● **Supplied passage**
▽

Tuesday, August 23rd, 2011
Webworms under control
By Amy Kronenberger
ST. MARYS - The application of 5,850 gallons of pesticide in St. Marys has brought the webworm infestation under control.
Exterminator Matt Ashcroft of Tawa Tree Preservation of Ottawa sprayed 4,050 gallons of low toxic pesticide on city land and 1,800 gallons on private property. The service cost the city $8,775, mayor Greg Freewalt said during a city council meeting Monday.
"The issue is pretty much taken care of, but we will investigate further to determine if more treatment is needed," he said. "We'll definitely do a followup."
The city agreed to eradicate the pests after residents living near the city-owned Weston Woods made a plea for help two weeks ago. Residents on Vine and Beech streets said the worms moved from the woods onto their properties, destroying landscaping.
Webworms are caterpillars about an inch long. They are named for the large web-like cocoons they spin in trees. Every four to seven years the worms have a "population explosion" that can last two to three years, Ashcroft said.
In other critter-related issues, the city wants to reduce the number of squirrels. The animals have caused frequent power outages.
Council's electric committee last week agreed to look into changing the city's ordinance to allow live trapping of squirrels within city limits during hunting season, Sept. 1 to Jan. 31.

△

● **Apply what you read**
**a)** Copy the webworm article word for word, from "Exterminator Matt Ashcroft" up to and including "years, Ashcroft said.".
**b)** According to the webworm article, why did the city agree to eradicate the webworms? Answer in one to three sentences.

[Data records]
▽

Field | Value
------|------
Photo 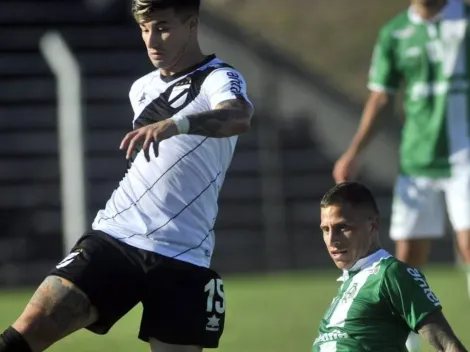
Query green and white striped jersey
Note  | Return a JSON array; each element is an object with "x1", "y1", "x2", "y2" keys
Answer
[
  {"x1": 312, "y1": 249, "x2": 441, "y2": 352},
  {"x1": 368, "y1": 0, "x2": 470, "y2": 178}
]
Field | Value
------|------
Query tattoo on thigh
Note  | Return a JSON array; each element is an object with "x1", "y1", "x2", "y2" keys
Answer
[{"x1": 28, "y1": 276, "x2": 96, "y2": 332}]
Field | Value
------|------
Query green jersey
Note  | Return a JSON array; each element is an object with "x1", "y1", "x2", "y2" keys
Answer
[
  {"x1": 368, "y1": 0, "x2": 470, "y2": 178},
  {"x1": 313, "y1": 249, "x2": 441, "y2": 352}
]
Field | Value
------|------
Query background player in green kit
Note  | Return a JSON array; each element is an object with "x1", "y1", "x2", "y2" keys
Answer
[
  {"x1": 333, "y1": 0, "x2": 470, "y2": 347},
  {"x1": 313, "y1": 182, "x2": 467, "y2": 352}
]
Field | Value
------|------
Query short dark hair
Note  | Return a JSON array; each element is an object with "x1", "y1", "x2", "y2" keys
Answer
[
  {"x1": 132, "y1": 0, "x2": 201, "y2": 22},
  {"x1": 320, "y1": 182, "x2": 379, "y2": 215}
]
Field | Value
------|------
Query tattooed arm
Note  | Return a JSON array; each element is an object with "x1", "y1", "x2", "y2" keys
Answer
[
  {"x1": 186, "y1": 99, "x2": 253, "y2": 138},
  {"x1": 416, "y1": 309, "x2": 467, "y2": 352}
]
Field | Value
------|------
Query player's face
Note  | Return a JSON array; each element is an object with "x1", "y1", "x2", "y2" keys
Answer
[
  {"x1": 320, "y1": 204, "x2": 377, "y2": 269},
  {"x1": 140, "y1": 9, "x2": 197, "y2": 70}
]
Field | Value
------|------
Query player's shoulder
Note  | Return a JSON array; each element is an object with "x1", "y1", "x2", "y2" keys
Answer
[
  {"x1": 199, "y1": 57, "x2": 242, "y2": 81},
  {"x1": 379, "y1": 10, "x2": 413, "y2": 39},
  {"x1": 384, "y1": 256, "x2": 423, "y2": 279},
  {"x1": 129, "y1": 70, "x2": 160, "y2": 96}
]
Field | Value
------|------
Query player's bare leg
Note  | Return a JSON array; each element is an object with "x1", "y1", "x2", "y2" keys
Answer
[
  {"x1": 395, "y1": 239, "x2": 431, "y2": 352},
  {"x1": 457, "y1": 229, "x2": 470, "y2": 297},
  {"x1": 0, "y1": 276, "x2": 98, "y2": 352},
  {"x1": 150, "y1": 338, "x2": 202, "y2": 352}
]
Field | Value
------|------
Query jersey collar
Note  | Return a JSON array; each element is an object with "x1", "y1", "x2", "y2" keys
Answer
[
  {"x1": 160, "y1": 54, "x2": 217, "y2": 83},
  {"x1": 408, "y1": 0, "x2": 452, "y2": 24},
  {"x1": 337, "y1": 249, "x2": 391, "y2": 281}
]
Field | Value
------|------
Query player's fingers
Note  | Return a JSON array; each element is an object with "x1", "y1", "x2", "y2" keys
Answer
[
  {"x1": 142, "y1": 131, "x2": 153, "y2": 161},
  {"x1": 119, "y1": 130, "x2": 139, "y2": 149},
  {"x1": 126, "y1": 132, "x2": 142, "y2": 160},
  {"x1": 153, "y1": 139, "x2": 160, "y2": 157}
]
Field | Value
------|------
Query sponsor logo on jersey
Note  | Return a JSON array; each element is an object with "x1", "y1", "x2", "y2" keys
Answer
[
  {"x1": 313, "y1": 329, "x2": 349, "y2": 345},
  {"x1": 410, "y1": 79, "x2": 469, "y2": 100},
  {"x1": 206, "y1": 314, "x2": 220, "y2": 331},
  {"x1": 341, "y1": 282, "x2": 357, "y2": 303},
  {"x1": 227, "y1": 71, "x2": 243, "y2": 97},
  {"x1": 393, "y1": 26, "x2": 415, "y2": 39},
  {"x1": 56, "y1": 249, "x2": 83, "y2": 269},
  {"x1": 406, "y1": 268, "x2": 441, "y2": 307}
]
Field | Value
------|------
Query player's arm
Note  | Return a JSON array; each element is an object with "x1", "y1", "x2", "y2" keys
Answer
[
  {"x1": 347, "y1": 90, "x2": 395, "y2": 157},
  {"x1": 172, "y1": 68, "x2": 254, "y2": 138},
  {"x1": 416, "y1": 310, "x2": 467, "y2": 352},
  {"x1": 380, "y1": 261, "x2": 467, "y2": 352},
  {"x1": 186, "y1": 98, "x2": 254, "y2": 138},
  {"x1": 348, "y1": 25, "x2": 400, "y2": 155},
  {"x1": 120, "y1": 68, "x2": 254, "y2": 161},
  {"x1": 333, "y1": 30, "x2": 401, "y2": 182}
]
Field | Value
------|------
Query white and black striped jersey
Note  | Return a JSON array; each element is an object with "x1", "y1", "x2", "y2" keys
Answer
[{"x1": 92, "y1": 55, "x2": 253, "y2": 267}]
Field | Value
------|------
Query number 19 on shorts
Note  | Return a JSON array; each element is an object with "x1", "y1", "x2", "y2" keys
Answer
[{"x1": 204, "y1": 279, "x2": 225, "y2": 314}]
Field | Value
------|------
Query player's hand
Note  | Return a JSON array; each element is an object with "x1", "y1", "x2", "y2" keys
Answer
[
  {"x1": 119, "y1": 119, "x2": 178, "y2": 161},
  {"x1": 333, "y1": 152, "x2": 358, "y2": 183}
]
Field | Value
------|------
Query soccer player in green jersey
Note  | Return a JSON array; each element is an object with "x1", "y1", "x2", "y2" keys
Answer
[
  {"x1": 312, "y1": 182, "x2": 467, "y2": 352},
  {"x1": 333, "y1": 0, "x2": 470, "y2": 348}
]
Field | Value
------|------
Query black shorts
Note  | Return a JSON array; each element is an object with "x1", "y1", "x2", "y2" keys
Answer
[{"x1": 50, "y1": 231, "x2": 225, "y2": 348}]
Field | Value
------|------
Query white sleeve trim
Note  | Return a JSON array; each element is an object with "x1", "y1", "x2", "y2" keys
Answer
[
  {"x1": 367, "y1": 83, "x2": 397, "y2": 94},
  {"x1": 203, "y1": 67, "x2": 253, "y2": 109}
]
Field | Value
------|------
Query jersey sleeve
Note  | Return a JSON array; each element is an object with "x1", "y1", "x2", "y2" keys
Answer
[
  {"x1": 203, "y1": 67, "x2": 253, "y2": 109},
  {"x1": 380, "y1": 261, "x2": 442, "y2": 331},
  {"x1": 367, "y1": 28, "x2": 401, "y2": 93}
]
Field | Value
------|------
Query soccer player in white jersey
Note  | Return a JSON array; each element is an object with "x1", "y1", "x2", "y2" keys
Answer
[
  {"x1": 333, "y1": 0, "x2": 470, "y2": 346},
  {"x1": 312, "y1": 182, "x2": 467, "y2": 352},
  {"x1": 0, "y1": 0, "x2": 253, "y2": 352}
]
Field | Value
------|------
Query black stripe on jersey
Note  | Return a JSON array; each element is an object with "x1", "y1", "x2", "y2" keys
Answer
[
  {"x1": 127, "y1": 59, "x2": 233, "y2": 168},
  {"x1": 145, "y1": 171, "x2": 222, "y2": 237},
  {"x1": 98, "y1": 137, "x2": 209, "y2": 223},
  {"x1": 134, "y1": 63, "x2": 232, "y2": 128}
]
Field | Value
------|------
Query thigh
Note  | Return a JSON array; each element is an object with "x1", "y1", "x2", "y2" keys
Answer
[
  {"x1": 149, "y1": 338, "x2": 202, "y2": 352},
  {"x1": 12, "y1": 276, "x2": 98, "y2": 351},
  {"x1": 390, "y1": 175, "x2": 445, "y2": 241},
  {"x1": 51, "y1": 231, "x2": 142, "y2": 334},
  {"x1": 139, "y1": 258, "x2": 225, "y2": 348},
  {"x1": 444, "y1": 168, "x2": 470, "y2": 232}
]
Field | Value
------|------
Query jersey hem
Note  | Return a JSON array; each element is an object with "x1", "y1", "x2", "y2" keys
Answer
[
  {"x1": 400, "y1": 167, "x2": 451, "y2": 179},
  {"x1": 97, "y1": 229, "x2": 210, "y2": 268}
]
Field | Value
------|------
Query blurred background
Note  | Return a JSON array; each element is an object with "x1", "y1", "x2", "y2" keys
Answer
[{"x1": 0, "y1": 0, "x2": 470, "y2": 352}]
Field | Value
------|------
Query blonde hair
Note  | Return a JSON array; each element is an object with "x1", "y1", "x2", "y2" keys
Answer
[{"x1": 132, "y1": 0, "x2": 201, "y2": 23}]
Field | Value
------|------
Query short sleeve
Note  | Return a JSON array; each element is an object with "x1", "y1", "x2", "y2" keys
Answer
[
  {"x1": 367, "y1": 29, "x2": 401, "y2": 93},
  {"x1": 380, "y1": 261, "x2": 442, "y2": 331},
  {"x1": 203, "y1": 67, "x2": 251, "y2": 109}
]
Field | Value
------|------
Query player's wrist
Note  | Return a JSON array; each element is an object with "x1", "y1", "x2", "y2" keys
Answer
[{"x1": 170, "y1": 115, "x2": 189, "y2": 134}]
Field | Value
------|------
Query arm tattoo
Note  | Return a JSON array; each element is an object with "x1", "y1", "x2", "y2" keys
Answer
[
  {"x1": 417, "y1": 310, "x2": 467, "y2": 352},
  {"x1": 27, "y1": 276, "x2": 98, "y2": 336},
  {"x1": 187, "y1": 99, "x2": 253, "y2": 138}
]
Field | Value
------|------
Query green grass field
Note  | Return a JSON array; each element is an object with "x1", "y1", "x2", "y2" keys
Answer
[{"x1": 0, "y1": 267, "x2": 470, "y2": 352}]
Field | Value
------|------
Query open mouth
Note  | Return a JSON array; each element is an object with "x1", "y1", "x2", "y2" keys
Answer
[{"x1": 330, "y1": 249, "x2": 348, "y2": 259}]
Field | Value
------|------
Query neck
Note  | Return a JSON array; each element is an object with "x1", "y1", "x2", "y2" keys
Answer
[
  {"x1": 414, "y1": 1, "x2": 447, "y2": 20},
  {"x1": 160, "y1": 45, "x2": 206, "y2": 76}
]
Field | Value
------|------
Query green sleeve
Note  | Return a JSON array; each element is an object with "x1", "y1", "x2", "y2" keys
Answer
[
  {"x1": 380, "y1": 261, "x2": 442, "y2": 331},
  {"x1": 368, "y1": 27, "x2": 401, "y2": 93}
]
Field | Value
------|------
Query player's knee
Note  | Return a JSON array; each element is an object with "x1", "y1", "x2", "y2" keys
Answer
[
  {"x1": 10, "y1": 307, "x2": 62, "y2": 352},
  {"x1": 0, "y1": 326, "x2": 33, "y2": 352},
  {"x1": 457, "y1": 229, "x2": 470, "y2": 263}
]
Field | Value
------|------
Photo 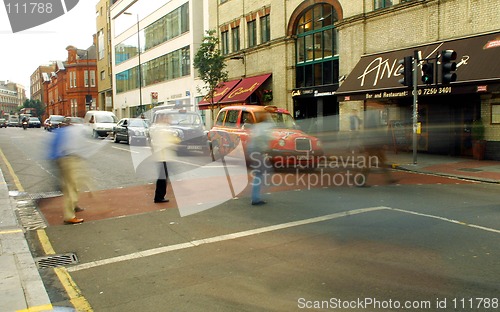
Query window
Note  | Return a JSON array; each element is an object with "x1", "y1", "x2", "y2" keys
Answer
[
  {"x1": 83, "y1": 70, "x2": 89, "y2": 87},
  {"x1": 260, "y1": 15, "x2": 271, "y2": 43},
  {"x1": 247, "y1": 20, "x2": 257, "y2": 48},
  {"x1": 491, "y1": 103, "x2": 500, "y2": 124},
  {"x1": 116, "y1": 46, "x2": 191, "y2": 93},
  {"x1": 115, "y1": 2, "x2": 189, "y2": 65},
  {"x1": 97, "y1": 29, "x2": 106, "y2": 60},
  {"x1": 231, "y1": 26, "x2": 240, "y2": 52},
  {"x1": 295, "y1": 3, "x2": 339, "y2": 88},
  {"x1": 373, "y1": 0, "x2": 392, "y2": 10},
  {"x1": 220, "y1": 30, "x2": 229, "y2": 55}
]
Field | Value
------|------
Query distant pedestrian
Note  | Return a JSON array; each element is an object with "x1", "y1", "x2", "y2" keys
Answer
[
  {"x1": 150, "y1": 114, "x2": 180, "y2": 203},
  {"x1": 49, "y1": 118, "x2": 89, "y2": 224},
  {"x1": 154, "y1": 161, "x2": 169, "y2": 203},
  {"x1": 247, "y1": 120, "x2": 274, "y2": 205}
]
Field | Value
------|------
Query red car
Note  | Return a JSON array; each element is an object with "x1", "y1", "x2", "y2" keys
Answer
[{"x1": 208, "y1": 105, "x2": 323, "y2": 168}]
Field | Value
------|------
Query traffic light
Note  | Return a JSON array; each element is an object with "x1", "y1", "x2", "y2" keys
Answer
[
  {"x1": 398, "y1": 56, "x2": 413, "y2": 87},
  {"x1": 441, "y1": 50, "x2": 457, "y2": 84},
  {"x1": 422, "y1": 63, "x2": 434, "y2": 84}
]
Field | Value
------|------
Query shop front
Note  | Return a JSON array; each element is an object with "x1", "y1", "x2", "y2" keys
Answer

△

● **Answers to the exercise**
**a)**
Exterminator Matt Ashcroft of Tawa Tree Preservation of Ottawa sprayed 4,050 gallons of low toxic pesticide on city land and 1,800 gallons on private property. The service cost the city $8,775, mayor Greg Freewalt said during a city council meeting Monday.
"The issue is pretty much taken care of, but we will investigate further to determine if more treatment is needed," he said. "We'll definitely do a followup."
The city agreed to eradicate the pests after residents living near the city-owned Weston Woods made a plea for help two weeks ago. Residents on Vine and Beech streets said the worms moved from the woods onto their properties, destroying landscaping.
Webworms are caterpillars about an inch long. They are named for the large web-like cocoons they spin in trees. Every four to seven years the worms have a "population explosion" that can last two to three years, Ashcroft said.

**b)** Residents living near the city-owned Weston Woods made a plea for help. Those on Vine and Beech streets said the worms had moved from the woods onto their properties and were destroying their landscaping.